= DIRECTIVES =
(a) Copy from the Saint Augustine text, word for word, the stretch from "1. Augustine was" through "command of rhetoric.".
(b) According to the Saint Augustine text, in what year did Augustine become bishop of Hippo?
(c) How would you render this sentence from the Saint Augustine text in Spanish: "Saint Augustine was born in northern Africa in 354."

As students begin a new school year, we would like to honor the impact of Saint Augustine, a true scholar dedicated to rational theological study. On August 28, we celebrate the feast day of this seminal thinker and teacher, whose impact on Christian theology and Western philosophy is unparalleled.

1. Augustine was an unlikely convert.

Saint Augustine was born in northern Africa in 354. Despite being raised by a devoted Christian mother, he was a difficult child, and grew to be an atheist. A highly intelligent scholar who had received the finest education, he founded a school of rhetoric in Rome in 383. However, dissatisfied with the city, he moved to Milan in a year’s time. It was there he met the bishop Saint Ambrose, who was a convincing orator with a formidable command of rhetoric.

In contrast with his contemporaries, Ambrose was an orator with a commitment to truth, and did not indulge in subterfuge and flattery to acquire influence. This integrity had a particular impression on Augustine and was instrumental in his conversion. Augustine’s mother, Monica, also prayed unyieldingly for his redemption, and in 387, her prayers were answered.

Saint Augustine in the Basilica
Saint Augustine is featured in the East Façade of the Basilica.

2. Reading Romans changed Augustine’s life. 

The decisive moment for Augustine is said to have happened while he was in a garden one day and heard a child chanting, “Take up and read! Take up and read!” Feeling a divine nudge, Augustine opened a Bible and read in Romans an exhortation to abandon licentiousness and follow Christ. Augustine was suddenly confronted with his sin and need for redemption; up until this point he had struggled particularly with sexual sin and sensuality. Augustine remarked that after reading the passage:

“I had no desire, no need, to read further. In the instant that sentence ended, it was as if a peaceful light shone in my heart and all the darkness of doubt vanished.”

Following the passing of his mother, Augustine returned to North Africa, and founded a religious order in Tagaste. He later was ordained, and in 395, became bishop of Hippo.

= EXTRACTED INFORMATION =
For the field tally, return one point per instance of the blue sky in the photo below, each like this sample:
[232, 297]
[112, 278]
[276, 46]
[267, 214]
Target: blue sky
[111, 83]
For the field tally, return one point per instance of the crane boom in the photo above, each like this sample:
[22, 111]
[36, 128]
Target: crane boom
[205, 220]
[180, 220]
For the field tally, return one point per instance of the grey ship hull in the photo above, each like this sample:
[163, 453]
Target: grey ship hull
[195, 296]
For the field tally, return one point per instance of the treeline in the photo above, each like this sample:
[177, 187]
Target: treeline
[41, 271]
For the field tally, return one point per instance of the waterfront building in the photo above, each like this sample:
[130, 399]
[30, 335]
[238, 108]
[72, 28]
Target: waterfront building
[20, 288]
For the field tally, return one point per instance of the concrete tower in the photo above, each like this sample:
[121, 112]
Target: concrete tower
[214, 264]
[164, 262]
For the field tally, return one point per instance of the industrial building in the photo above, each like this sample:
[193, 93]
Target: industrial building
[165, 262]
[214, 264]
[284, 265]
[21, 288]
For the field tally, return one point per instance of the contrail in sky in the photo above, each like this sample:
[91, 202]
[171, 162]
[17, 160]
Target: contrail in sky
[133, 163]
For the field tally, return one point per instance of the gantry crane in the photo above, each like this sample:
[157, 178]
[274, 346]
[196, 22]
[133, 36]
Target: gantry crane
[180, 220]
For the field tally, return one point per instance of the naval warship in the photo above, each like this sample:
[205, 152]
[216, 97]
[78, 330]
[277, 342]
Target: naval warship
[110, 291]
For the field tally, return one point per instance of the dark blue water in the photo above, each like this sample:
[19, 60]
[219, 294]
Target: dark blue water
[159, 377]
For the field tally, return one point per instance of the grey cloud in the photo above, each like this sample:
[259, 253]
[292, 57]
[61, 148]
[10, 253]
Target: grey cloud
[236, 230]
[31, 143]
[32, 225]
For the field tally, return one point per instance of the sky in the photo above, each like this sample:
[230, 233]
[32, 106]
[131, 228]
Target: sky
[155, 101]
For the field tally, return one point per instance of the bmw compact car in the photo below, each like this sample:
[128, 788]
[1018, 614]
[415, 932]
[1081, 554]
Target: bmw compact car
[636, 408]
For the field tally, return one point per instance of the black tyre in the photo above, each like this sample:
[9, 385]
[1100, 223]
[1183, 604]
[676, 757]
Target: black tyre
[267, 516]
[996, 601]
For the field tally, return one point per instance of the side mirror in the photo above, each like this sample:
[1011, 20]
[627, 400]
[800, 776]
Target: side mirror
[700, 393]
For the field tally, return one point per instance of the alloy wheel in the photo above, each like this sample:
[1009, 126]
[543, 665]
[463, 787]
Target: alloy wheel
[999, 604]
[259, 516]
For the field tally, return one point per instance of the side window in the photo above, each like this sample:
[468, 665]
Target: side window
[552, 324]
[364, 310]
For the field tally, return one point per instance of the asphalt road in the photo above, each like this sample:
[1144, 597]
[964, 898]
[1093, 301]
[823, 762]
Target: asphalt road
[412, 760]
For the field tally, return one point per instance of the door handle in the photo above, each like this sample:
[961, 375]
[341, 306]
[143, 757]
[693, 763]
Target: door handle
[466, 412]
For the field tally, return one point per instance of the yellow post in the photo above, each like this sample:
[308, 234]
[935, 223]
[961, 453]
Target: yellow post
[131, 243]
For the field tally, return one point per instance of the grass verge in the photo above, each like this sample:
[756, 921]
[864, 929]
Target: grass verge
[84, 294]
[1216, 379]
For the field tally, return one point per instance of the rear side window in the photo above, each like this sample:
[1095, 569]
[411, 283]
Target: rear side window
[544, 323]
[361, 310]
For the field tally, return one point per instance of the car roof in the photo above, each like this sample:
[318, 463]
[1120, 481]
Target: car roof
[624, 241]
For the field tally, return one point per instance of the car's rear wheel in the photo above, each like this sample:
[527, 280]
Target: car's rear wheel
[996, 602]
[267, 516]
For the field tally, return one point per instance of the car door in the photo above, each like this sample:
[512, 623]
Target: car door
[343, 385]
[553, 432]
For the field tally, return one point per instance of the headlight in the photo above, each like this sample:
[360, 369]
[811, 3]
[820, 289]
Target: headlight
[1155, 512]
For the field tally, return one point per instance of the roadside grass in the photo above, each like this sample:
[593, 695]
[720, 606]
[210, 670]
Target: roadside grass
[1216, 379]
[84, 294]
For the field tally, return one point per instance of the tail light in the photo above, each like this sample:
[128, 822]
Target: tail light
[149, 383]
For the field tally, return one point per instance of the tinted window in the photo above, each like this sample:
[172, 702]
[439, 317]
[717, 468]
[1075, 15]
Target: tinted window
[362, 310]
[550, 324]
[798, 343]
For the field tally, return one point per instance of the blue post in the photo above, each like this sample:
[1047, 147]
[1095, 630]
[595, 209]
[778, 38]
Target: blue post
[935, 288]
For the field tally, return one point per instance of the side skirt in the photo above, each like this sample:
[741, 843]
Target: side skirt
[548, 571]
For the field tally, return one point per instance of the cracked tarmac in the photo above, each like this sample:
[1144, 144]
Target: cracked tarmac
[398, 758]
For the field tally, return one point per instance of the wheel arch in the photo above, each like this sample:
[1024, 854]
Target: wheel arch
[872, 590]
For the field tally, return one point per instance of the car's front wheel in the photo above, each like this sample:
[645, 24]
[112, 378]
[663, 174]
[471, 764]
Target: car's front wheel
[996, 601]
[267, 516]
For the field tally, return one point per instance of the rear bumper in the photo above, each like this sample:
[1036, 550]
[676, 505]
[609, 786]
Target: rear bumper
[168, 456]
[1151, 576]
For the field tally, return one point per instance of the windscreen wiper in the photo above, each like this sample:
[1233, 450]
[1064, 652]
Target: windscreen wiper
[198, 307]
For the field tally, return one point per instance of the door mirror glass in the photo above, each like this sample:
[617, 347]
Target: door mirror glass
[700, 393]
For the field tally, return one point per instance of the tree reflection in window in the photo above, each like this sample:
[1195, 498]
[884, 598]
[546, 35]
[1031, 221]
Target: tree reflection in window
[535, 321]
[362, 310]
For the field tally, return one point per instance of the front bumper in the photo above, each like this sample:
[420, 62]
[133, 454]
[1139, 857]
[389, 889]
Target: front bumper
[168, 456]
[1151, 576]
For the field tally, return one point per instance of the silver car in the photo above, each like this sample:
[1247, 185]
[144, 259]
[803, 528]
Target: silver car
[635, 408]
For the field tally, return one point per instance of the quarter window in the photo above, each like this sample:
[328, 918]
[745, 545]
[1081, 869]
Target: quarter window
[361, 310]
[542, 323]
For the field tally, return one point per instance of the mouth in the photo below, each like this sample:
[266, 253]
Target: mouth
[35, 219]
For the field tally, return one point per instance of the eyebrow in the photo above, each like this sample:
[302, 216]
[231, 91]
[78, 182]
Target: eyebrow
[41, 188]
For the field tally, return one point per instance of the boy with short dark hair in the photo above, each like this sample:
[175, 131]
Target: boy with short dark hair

= RESPONSES =
(a)
1. Augustine was an unlikely convert.

Saint Augustine was born in northern Africa in 354. Despite being raised by a devoted Christian mother, he was a difficult child, and grew to be an atheist. A highly intelligent scholar who had received the finest education, he founded a school of rhetoric in Rome in 383. However, dissatisfied with the city, he moved to Milan in a year’s time. It was there he met the bishop Saint Ambrose, who was a convincing orator with a formidable command of rhetoric.

(b) 395

(c) San Agustín nació en el norte de África en el año 354.